# Exercise instructions
**A)** Using the article on school reopening below, decide whether each statement agrees with it: (i) The American Rescue Plan appropriated about $121.9 billion to the Elementary and Secondary School Emergency Relief Fund. (ii) Florida returned students to classrooms only after the Biden stimulus package. (iii) According to the Department of Education, the share of public schools offering full-time in-person classes rose from 46% to 98% since March 2021. Answer each with yes or no and quote the deciding words.
**B)** Please write the next few sentences of the article on school reopening below, picking up after its final sentence.

# Extract to read
* * * * * * *

White House officials and Democratic lawmakers have attempted in recent days to reframe their position on school reopening policies amid the COVID-19 pandemic.
Democrats have argued that they always supported students returning to in-person instruction and that President Biden's massive $1.9 trillion reconciliation package in March 2021 helped facilitate schools reopening nationwide, even though Republican-led states like Florida succeeded in returning students to classrooms well before the Biden stimulus package.
On Thursday, the National Center for Education Statistics released a report showing that, during the pandemic, American students' reading proficiency dropped to a two-decade low and mathematics scores falling for the first time ever.
"Let’s step back to where we were not too long ago when this President walked into this administration: how mismanaged the pandemic — the response to the pandemic was; how 47% of schools were — in less than six months, our schools went from 46% to — open — to nearly all of them being open to full time," White House press secretary Karine Jean-Pierre told reporters on Thursday.
"That was the work of this president and that was the work of Democrats, in spite of Republicans not voting for the American Rescue Plan, which $130 billion went to schools to have the ventilation, to be able to have the tutoring and — and the teachers and being able to hire more teachers," she added. "And that was because of the work that this administration did."
The American Rescue Plan (ARP) appropriated about $121.9 billion to the so-called Elementary and Secondary School Emergency Relief (ESSER) Fund. The fund was designed to fund local plans in all 50 states, Washington D.C. and Puerto Rico to safely reopen schools and return to pre-pandemic school operations through mitigation efforts such as improved building ventilation.
Since March 2021, the share of public schools offering full-time in-person classes across the country has increased from 54% to 98%, according to the Department of Education.

* * * * * * *

# Extracted material
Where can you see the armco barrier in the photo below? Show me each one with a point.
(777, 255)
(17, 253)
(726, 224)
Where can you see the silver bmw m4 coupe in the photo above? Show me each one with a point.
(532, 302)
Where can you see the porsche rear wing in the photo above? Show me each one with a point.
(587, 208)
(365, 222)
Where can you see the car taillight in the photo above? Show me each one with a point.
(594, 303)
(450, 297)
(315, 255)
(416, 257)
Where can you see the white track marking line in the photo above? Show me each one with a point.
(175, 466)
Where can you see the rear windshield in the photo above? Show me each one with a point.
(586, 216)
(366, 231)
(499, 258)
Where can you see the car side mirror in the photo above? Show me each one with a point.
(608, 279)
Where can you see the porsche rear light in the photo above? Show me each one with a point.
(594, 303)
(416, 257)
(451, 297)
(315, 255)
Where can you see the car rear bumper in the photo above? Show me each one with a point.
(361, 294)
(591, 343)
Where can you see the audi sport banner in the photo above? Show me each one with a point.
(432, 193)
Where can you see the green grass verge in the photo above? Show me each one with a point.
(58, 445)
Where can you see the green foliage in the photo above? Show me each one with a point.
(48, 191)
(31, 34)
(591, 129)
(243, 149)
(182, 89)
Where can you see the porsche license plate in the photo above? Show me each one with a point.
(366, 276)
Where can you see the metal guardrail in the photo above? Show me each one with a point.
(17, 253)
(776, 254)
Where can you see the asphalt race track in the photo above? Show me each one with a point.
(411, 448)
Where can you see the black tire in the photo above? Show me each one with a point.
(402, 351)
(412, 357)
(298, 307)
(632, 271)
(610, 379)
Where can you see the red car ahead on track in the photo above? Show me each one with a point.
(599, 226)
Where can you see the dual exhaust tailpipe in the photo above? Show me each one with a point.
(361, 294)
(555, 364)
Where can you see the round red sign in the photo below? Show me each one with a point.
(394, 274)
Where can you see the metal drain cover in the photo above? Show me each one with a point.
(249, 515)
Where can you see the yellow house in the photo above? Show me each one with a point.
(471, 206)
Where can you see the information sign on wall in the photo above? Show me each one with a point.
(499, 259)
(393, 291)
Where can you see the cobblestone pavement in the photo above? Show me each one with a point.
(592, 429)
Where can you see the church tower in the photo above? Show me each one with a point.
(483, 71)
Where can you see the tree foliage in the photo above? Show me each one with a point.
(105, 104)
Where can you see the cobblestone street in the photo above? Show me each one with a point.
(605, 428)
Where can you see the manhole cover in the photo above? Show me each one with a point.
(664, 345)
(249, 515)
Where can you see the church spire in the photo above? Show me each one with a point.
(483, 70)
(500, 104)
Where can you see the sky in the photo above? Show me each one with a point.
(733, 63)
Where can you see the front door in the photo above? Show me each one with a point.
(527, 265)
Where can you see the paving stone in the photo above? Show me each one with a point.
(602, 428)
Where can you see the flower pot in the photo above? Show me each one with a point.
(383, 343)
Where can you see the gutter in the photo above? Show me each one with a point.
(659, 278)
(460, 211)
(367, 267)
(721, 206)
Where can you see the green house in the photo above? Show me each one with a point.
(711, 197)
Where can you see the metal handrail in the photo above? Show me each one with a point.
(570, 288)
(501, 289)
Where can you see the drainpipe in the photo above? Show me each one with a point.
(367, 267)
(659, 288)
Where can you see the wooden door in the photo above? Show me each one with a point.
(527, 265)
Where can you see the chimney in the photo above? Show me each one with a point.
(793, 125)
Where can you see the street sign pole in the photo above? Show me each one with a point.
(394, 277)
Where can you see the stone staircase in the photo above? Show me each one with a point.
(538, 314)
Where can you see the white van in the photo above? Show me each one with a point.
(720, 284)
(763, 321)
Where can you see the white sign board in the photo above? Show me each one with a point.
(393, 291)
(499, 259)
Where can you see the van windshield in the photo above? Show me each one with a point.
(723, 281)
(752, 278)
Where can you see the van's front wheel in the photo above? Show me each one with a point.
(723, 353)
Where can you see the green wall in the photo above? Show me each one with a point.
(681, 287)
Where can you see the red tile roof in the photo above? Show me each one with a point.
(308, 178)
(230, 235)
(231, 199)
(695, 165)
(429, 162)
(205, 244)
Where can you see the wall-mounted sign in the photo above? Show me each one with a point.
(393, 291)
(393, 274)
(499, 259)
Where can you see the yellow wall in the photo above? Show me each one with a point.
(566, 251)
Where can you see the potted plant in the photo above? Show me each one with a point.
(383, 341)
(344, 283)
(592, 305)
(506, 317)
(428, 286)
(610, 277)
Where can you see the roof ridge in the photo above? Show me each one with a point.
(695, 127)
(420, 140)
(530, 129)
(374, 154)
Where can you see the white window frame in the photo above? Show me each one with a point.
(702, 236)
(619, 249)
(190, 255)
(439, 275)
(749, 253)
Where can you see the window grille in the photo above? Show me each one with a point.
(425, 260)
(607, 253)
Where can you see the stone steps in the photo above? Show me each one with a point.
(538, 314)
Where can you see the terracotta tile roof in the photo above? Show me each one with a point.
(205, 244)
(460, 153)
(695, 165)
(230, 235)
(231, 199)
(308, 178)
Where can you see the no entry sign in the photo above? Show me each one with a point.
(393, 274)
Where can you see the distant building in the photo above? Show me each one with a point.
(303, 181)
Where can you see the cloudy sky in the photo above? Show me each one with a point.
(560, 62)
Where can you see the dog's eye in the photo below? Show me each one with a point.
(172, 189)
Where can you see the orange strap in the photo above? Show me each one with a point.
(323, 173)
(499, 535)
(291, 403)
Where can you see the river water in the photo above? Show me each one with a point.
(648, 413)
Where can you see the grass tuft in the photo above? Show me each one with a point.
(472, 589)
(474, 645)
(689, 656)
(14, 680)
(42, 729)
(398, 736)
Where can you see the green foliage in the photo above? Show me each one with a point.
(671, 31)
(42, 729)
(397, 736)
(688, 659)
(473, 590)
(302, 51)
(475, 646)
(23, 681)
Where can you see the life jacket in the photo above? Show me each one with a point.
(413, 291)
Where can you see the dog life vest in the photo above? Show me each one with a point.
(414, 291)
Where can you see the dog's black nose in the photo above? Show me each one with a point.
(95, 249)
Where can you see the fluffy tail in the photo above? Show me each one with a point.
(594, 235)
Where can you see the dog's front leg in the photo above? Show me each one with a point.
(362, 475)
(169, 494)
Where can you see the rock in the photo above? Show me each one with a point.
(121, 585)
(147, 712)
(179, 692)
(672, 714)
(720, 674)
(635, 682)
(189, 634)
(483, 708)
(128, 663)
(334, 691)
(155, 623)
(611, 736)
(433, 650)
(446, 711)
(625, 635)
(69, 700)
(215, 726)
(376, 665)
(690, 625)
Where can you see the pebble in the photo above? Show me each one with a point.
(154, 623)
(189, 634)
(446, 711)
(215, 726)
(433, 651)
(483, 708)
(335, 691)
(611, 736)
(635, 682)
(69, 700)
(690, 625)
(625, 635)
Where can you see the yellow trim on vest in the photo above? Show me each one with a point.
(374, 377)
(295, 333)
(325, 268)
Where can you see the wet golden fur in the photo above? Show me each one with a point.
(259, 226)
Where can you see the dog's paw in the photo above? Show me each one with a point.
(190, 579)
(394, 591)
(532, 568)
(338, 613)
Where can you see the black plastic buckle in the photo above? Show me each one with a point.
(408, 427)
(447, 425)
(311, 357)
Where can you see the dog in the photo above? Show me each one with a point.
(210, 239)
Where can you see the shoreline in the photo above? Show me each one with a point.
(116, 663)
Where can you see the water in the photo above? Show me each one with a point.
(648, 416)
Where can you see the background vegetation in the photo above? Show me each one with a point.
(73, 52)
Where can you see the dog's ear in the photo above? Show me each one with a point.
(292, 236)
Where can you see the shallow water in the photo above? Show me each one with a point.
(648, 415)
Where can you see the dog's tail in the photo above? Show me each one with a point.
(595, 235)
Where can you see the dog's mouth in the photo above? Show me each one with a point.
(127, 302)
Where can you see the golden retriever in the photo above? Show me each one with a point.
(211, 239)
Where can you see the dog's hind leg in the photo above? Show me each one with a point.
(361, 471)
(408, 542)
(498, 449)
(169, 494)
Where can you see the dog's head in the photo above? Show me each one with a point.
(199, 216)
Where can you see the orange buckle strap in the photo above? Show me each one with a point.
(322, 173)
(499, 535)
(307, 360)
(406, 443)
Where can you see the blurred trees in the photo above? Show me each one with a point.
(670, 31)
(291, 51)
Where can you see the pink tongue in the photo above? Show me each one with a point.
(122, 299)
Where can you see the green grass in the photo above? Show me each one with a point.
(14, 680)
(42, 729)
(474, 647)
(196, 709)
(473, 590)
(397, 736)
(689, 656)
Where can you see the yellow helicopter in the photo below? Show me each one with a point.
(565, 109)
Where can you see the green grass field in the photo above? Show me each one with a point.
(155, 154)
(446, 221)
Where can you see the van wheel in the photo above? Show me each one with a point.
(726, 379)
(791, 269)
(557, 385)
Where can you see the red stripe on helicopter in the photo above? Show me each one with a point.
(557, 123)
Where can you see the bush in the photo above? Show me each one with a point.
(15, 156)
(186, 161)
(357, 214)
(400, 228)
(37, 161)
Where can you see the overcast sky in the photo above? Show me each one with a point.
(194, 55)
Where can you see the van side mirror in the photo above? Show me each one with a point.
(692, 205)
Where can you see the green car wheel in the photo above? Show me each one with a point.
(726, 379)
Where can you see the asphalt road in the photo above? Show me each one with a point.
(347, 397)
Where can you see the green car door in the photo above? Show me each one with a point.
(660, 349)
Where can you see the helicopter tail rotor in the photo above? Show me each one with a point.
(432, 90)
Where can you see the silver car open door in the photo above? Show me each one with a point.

* * * * * * *

# Task-by-task answers
**A)**
(i) Yes: "The American Rescue Plan (ARP) appropriated about $121.9 billion to the so-called Elementary and Secondary School Emergency Relief (ESSER) Fund."
(ii) No: "Republican-led states like Florida succeeded in returning students to classrooms well before the Biden stimulus package."
(iii) No: "has increased from 54% to 98%"

**B)**
"I am proud that when Democrats got control a year and a half ago, Democrats voted for the American Rescue Plan that helped our kids get back into school safely, making sure that our schools had testing and supplies and ventilation and the ability to make sure their kids could be safe at school," Sen. Patty Murray, D-Wash., said in an interview with CNN on Sunday.
"Today, virtually every child is back in school," she continued. "That is what I've focused on, making sure that we are providing the resources to our schools, so they could reopen safely and that's what we have today."
However, states and local districts have spent less than $15.6 billion, or about 12.7%, of the funds awarded to them under the ARP's ESSER program, according to a Fox News Digital analysis of Department of Education data. It is unclear how much of the spent funds were actually given to COVID-19 mitigation efforts since the ESSER program required schools to also use the money for "equity" programs.
In addition, schools in states that voted for former President Trump in 2020 reopened 75% of the time while those that voted for Biden reopened 37.6% of the time during the 2020-2021 academic year, according to education nonprofit The 74.
"Floridians deserve science-based action from Gov. Ron DeSantis," Biden said prior to the 2020 election. "While other large states continue to take strong, urgent, and sweeping action to stop the spread of COVID-19, Florida has not."
In March 2021, DeSantis accused Biden of being subservient to teachers unions that opposed reopening schools.
"His goal should have been yesterday to get everybody back in school, but he can’t do that because he doesn’t want to upset the teachers’ union," DeSantis said. "It’s a pathetic failure of leadership to not stand up for these kids and these families."
The Education Department data also showed that some areas that had implemented the most school closures like Rhode Island, Nevada, New Mexico, Vermont, Wisconsin and Washington, D.C., have spent less than 5% of the ARP funds received, but have still allowed most students to return to in-person instruction. States like Florida and Texas, where schools were already reopened when Democrats passed the ARP, used more than 10% of the funds received.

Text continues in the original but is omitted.